Stored entries
#####

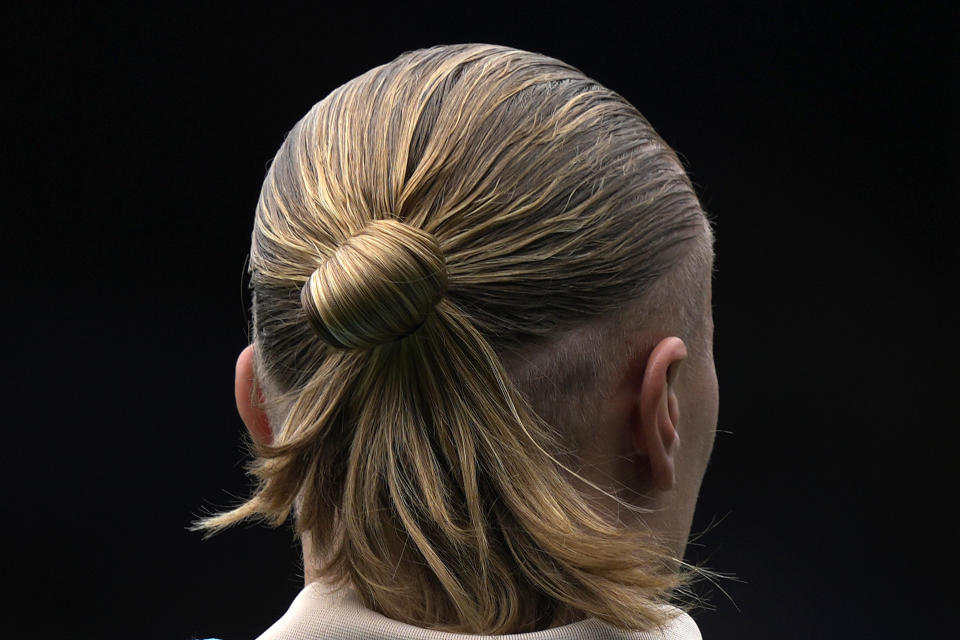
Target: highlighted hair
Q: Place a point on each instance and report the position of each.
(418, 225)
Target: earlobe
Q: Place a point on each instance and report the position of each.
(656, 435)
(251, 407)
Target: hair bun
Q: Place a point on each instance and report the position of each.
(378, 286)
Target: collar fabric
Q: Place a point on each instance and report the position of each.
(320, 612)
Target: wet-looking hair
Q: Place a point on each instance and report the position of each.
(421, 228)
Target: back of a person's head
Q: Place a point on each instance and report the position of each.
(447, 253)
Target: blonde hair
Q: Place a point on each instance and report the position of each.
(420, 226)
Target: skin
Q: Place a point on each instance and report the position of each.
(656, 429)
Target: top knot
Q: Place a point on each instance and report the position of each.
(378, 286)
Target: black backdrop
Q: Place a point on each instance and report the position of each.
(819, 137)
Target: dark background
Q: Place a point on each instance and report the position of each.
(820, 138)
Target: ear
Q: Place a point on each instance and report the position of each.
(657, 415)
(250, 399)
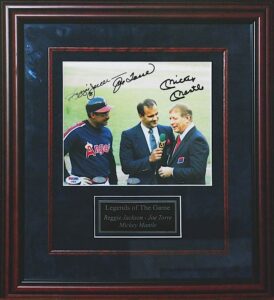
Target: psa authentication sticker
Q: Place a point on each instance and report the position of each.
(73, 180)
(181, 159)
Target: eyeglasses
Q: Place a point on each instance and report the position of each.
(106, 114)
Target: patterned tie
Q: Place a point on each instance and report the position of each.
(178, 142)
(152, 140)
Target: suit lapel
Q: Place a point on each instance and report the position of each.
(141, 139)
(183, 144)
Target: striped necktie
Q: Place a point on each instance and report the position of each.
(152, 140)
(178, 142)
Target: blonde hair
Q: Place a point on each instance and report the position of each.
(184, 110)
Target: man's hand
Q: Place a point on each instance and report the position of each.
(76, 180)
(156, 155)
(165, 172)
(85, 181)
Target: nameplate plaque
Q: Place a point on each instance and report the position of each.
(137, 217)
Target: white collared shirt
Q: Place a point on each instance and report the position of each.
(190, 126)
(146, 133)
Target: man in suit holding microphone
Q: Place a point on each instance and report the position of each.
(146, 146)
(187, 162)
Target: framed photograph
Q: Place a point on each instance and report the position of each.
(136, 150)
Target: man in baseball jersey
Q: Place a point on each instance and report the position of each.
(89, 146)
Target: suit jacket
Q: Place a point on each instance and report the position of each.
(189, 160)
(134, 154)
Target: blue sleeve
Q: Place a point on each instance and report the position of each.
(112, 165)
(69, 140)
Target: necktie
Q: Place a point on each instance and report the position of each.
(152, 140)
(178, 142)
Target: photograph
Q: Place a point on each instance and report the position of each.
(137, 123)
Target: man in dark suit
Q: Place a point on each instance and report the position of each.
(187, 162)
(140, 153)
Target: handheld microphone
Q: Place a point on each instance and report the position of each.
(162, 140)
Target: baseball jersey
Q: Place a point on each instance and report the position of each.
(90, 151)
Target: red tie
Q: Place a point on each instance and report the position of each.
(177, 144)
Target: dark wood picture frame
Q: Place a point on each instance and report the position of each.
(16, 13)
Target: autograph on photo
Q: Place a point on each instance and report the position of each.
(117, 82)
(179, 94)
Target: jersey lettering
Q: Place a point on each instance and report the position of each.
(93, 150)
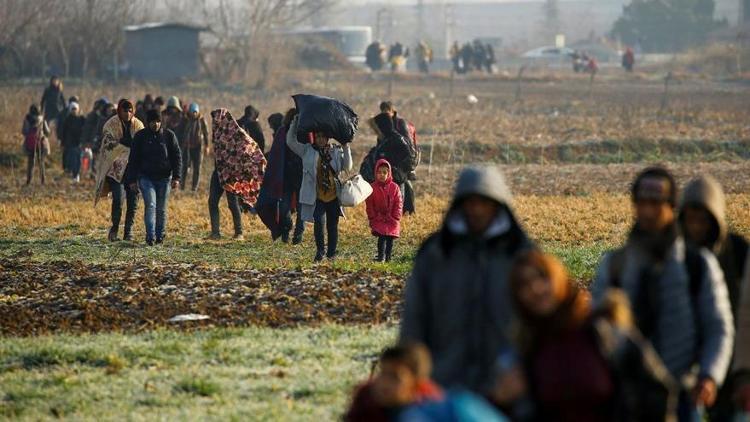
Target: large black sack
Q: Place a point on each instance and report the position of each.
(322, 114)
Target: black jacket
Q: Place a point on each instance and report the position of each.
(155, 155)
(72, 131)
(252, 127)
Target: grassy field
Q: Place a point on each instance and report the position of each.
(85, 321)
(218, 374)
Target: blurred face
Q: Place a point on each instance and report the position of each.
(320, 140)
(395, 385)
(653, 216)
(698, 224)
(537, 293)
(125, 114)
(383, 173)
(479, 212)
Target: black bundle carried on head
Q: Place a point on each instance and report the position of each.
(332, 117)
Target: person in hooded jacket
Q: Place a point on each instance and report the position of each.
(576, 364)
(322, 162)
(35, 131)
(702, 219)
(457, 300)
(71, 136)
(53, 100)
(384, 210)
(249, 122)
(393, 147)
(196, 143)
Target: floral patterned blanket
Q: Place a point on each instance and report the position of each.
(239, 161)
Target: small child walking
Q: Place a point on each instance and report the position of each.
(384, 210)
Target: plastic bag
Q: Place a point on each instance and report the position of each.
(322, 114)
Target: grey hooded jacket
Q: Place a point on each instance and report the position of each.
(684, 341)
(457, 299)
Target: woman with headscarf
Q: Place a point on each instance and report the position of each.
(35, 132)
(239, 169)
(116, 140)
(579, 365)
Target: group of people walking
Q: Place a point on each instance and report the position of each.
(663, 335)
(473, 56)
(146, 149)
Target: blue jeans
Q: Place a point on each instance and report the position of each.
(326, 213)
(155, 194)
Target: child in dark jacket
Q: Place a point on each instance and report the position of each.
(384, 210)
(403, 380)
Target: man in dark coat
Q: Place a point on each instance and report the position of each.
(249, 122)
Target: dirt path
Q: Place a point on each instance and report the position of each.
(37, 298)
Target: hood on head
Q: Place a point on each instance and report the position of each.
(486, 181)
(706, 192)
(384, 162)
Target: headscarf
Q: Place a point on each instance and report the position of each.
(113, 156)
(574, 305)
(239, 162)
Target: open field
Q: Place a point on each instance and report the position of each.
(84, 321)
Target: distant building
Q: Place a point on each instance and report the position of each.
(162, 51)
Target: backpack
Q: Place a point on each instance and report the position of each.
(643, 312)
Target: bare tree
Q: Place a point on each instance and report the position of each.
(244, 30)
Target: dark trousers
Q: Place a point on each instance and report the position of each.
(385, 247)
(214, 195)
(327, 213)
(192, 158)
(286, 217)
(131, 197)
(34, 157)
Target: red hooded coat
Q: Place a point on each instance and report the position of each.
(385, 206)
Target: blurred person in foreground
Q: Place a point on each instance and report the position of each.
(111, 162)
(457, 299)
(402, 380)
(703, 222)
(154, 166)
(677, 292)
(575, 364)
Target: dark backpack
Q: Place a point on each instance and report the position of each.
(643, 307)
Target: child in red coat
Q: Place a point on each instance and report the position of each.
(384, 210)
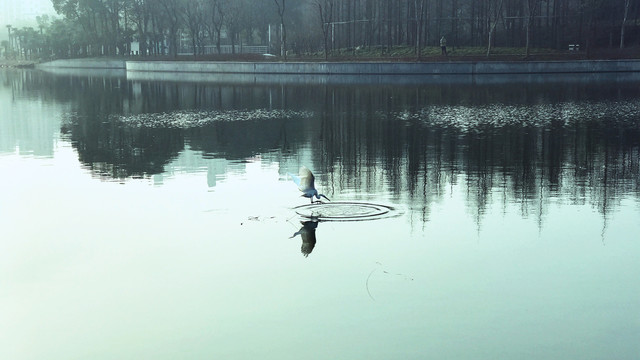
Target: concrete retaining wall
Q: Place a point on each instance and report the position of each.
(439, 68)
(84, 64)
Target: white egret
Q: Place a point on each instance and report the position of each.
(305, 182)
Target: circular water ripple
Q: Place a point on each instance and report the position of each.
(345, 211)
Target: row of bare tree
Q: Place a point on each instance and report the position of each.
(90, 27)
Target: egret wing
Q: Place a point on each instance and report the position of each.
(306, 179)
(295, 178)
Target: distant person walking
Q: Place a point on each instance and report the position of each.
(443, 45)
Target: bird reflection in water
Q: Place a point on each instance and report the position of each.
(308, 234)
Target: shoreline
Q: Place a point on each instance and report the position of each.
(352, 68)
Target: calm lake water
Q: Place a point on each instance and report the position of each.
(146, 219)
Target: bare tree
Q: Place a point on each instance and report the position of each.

#####

--- TRY IT ---
In your copy, exclude the pictures and repeat each entry above exactly.

--- TASK SOLUTION ---
Target: highlighted hair
Q: Place a point on each instance and report the position of each.
(418, 225)
Target: earlobe
Q: Place a point on each instance and report the position of each.
(656, 435)
(251, 407)
Target: hair bun
Q: Place a point on each instance and report the position of each.
(378, 286)
Target: collar fabric
Q: Place a point on each instance and report the position of each.
(320, 612)
Target: wet-looking hair
Q: Place a point on each instance and report the position of each.
(421, 228)
Target: back of a person's head
Q: Place a point on each instance and report the position of each.
(447, 253)
Target: blonde hair
Q: Place a point on each instance and report the position of each.
(420, 226)
Target: skin
Q: Place a point on each instance and report the position of each.
(656, 429)
Target: top knot
Q: Place a point on each instance and report the position of each.
(378, 286)
Target: black backdrop
Q: Place a point on each instance and report the position of each.
(819, 137)
Target: dark background
Q: Place a point on each instance and report the position of each.
(820, 138)
Target: ear
Q: Place a point on each instance and report the position of each.
(657, 415)
(250, 399)
Target: psa authentication sticker
Q: Place a point on each instance and report the position of each.
(73, 180)
(181, 159)
Target: eyeglasses
Q: Place a point on each instance and report the position of each.
(106, 114)
Target: patterned tie
Q: Place a point on each instance and report the position of each.
(178, 142)
(152, 140)
Target: suit lapel
Q: Place a point on each instance and report the position of each.
(141, 139)
(183, 144)
Target: striped necktie
Q: Place a point on each instance and report the position of each.
(152, 140)
(178, 142)
Target: blonde hair
Q: Place a point on each instance and report the position of each.
(184, 110)
Target: man's hand
Q: Place a point on each instance and report the position of each.
(76, 180)
(156, 155)
(165, 172)
(85, 181)
Target: nameplate plaque
Q: Place a point on each instance and report the position of each.
(137, 217)
Target: white collared shirt
Q: Place a point on each instance and report the position of each.
(190, 126)
(146, 133)
Target: man in suit holding microphone
Q: Place a point on each instance and report the position of each.
(146, 146)
(187, 162)
Target: framed photograph
Q: Place a point on each instance and report the position of each.
(136, 150)
Target: man in baseball jersey
Q: Place a point on each instance and report the position of each.
(89, 146)
Target: suit jacket
Q: Place a point on each instance and report the position of each.
(189, 160)
(134, 154)
Target: blue sleeve
Q: Place a point on each instance and report the position of each.
(112, 165)
(69, 140)
Target: necktie
Q: Place a point on each instance and report the position of each.
(152, 140)
(178, 142)
Target: photograph
Q: Place a point on each instance and report the position of each.
(137, 123)
Target: man in dark suit
Q: Place a point on each instance and report the position of each.
(187, 162)
(140, 153)
Target: handheld microphone
Q: Place a point on each instance and report the position of each.
(162, 140)
Target: baseball jersey
Q: Place a point on each instance and report the position of each.
(90, 151)
Target: red tie
Q: Place a point on each instance and report the position of each.
(177, 144)
Target: dark wood picture frame
Q: Place a point on each instance and report the position of each.
(16, 13)
Target: autograph on photo
Q: Place a point on each instance and report the position of each.
(117, 82)
(179, 94)
Target: jersey lettering
Q: Place a point on each instance and report the position of each.
(93, 150)
Target: large black sack
Q: Place a point on each instance and report the position of each.
(322, 114)
Target: black jacket
Q: Place a point on each instance and report the position of each.
(155, 155)
(72, 131)
(252, 127)
Target: grassy field
Q: Place a point on each instance and report the position of each.
(85, 321)
(218, 374)
Target: blurred face
Q: Place a point on each instance and report the position of each.
(320, 140)
(395, 385)
(653, 216)
(698, 224)
(537, 293)
(125, 114)
(383, 173)
(479, 212)
Target: black bundle carried on head
Q: Place a point on each instance and report the position of each.
(332, 117)
Target: person in hooded jacket
Q: Place a point on each instance and report the position of each.
(576, 364)
(322, 162)
(35, 131)
(702, 219)
(457, 300)
(71, 136)
(53, 100)
(384, 210)
(249, 122)
(393, 147)
(196, 143)
Target: floral patterned blanket
Q: Place a point on each instance and report the position of each.
(239, 161)
Target: small child walking
Q: Place a point on each instance and report the position of each.
(384, 210)
Target: plastic bag
Q: Place a point on each instance and report the position of each.
(322, 114)
Target: grey hooded jacket
Q: Place a point on each instance and report the position of each.
(684, 341)
(457, 299)
Target: woman with headscarf
Q: Place a point on each instance and report the position of each.
(35, 132)
(239, 169)
(116, 140)
(579, 365)
Target: group of people walking
Q: Place a point on each instance and report the position of each.
(663, 335)
(473, 56)
(146, 149)
Target: blue jeans
Q: Place a point on each instance and report the position of each.
(326, 213)
(155, 194)
Target: child in dark jacket
Q: Place a point on each instance and report the position of each.
(384, 210)
(403, 380)
Target: man in dark coat
Q: Place a point on each instance and report the position of each.
(249, 122)
Target: dirt path
Q: Place a point on each instance and report the position of each.
(37, 298)
Target: hood on head
Q: Place a point on each instance and report the position of each.
(486, 181)
(706, 192)
(384, 162)
Target: headscarf
Q: Place a point on each instance and report the position of each.
(113, 156)
(574, 305)
(239, 162)
Target: open field
Q: Place a point on each instance and report the position of each.
(84, 321)
Target: distant building
Q: Place a point on each instance and report the position of each.
(162, 51)
Target: backpack
Q: Place a point on each instance and report the position of each.
(643, 312)
Target: bare tree
Q: Place a point on each instance and report the position of each.
(244, 30)
Target: dark trousers
Q: Place a point on each instance and report the position of each.
(385, 247)
(214, 195)
(327, 213)
(192, 158)
(286, 217)
(131, 197)
(34, 157)
Target: red hooded coat
Q: Place a point on each instance and report the position of each.
(385, 206)
Target: blurred person in foreground
Q: Place a point on each instance and report the position of each.
(111, 162)
(457, 299)
(402, 380)
(703, 222)
(154, 166)
(677, 292)
(575, 364)
Target: dark backpack
Q: Place a point on each instance and report the position of each.
(643, 307)
Target: child in red coat
Q: Place a point on each instance and report the position of each.
(384, 210)
Target: concrete retaining wall
Q: Place a point on each instance and report the position of each.
(439, 68)
(84, 64)
Target: white egret
Q: Place a point on each instance and report the position of each.
(305, 182)
Target: circular water ripple
Q: Place a point on each instance and report the position of each.
(345, 211)
Target: row of bare tree
Q: Place a point on each instance and report the position of each.
(90, 27)
Target: egret wing
Q: Place a point on each instance and report the position of each.
(306, 179)
(295, 178)
Target: distant person walking
Q: Place a point on each instance and report the position of each.
(443, 45)
Target: bird reflection in water
Q: Place a point on each instance and report the position of each.
(308, 234)
Target: shoreline
Q: Place a point on each instance and report the position of each.
(352, 68)
Target: calm lake water
Q: Place a point on each instance and report the position of each.
(146, 219)
Target: bare tree
Q: Place a point on each instance and report the position of each.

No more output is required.